-- Opening Marker --

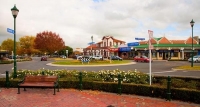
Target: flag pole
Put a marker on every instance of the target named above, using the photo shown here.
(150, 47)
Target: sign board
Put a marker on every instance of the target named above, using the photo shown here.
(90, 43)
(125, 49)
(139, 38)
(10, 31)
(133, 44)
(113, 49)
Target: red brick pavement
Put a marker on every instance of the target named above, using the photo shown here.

-- Closing Marker --
-- Opening Marker --

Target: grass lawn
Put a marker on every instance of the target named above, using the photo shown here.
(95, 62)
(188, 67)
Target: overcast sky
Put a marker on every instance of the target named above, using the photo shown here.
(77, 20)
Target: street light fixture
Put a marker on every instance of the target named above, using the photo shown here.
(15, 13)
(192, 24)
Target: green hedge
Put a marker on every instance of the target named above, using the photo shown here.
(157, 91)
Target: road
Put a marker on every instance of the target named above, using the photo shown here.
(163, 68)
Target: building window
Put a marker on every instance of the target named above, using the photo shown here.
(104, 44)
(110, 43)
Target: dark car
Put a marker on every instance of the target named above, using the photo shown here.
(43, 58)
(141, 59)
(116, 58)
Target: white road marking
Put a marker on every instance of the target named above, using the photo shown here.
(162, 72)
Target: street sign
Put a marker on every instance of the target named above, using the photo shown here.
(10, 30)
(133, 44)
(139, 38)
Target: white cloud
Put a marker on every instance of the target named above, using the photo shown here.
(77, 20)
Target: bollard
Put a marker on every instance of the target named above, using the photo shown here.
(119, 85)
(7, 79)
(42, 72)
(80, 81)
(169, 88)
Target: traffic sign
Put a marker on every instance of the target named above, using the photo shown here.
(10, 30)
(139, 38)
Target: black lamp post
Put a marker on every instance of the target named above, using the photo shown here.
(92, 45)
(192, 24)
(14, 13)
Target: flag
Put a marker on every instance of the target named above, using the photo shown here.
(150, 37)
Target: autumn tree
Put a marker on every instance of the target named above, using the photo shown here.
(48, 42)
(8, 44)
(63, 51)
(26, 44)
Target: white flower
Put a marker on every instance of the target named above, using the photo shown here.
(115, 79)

-- Closing Marker --
-- Opening Marker --

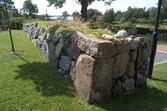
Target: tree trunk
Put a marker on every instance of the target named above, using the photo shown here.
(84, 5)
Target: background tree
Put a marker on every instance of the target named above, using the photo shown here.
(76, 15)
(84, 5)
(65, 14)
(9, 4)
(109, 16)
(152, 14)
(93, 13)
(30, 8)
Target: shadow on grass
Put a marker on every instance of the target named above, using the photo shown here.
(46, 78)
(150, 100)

-- Closing Marker --

**TASK DETAILS**: Go through the records and pull out each line that includes the word "road".

**RESPONSE BELOW**:
Target: road
Target: white road marking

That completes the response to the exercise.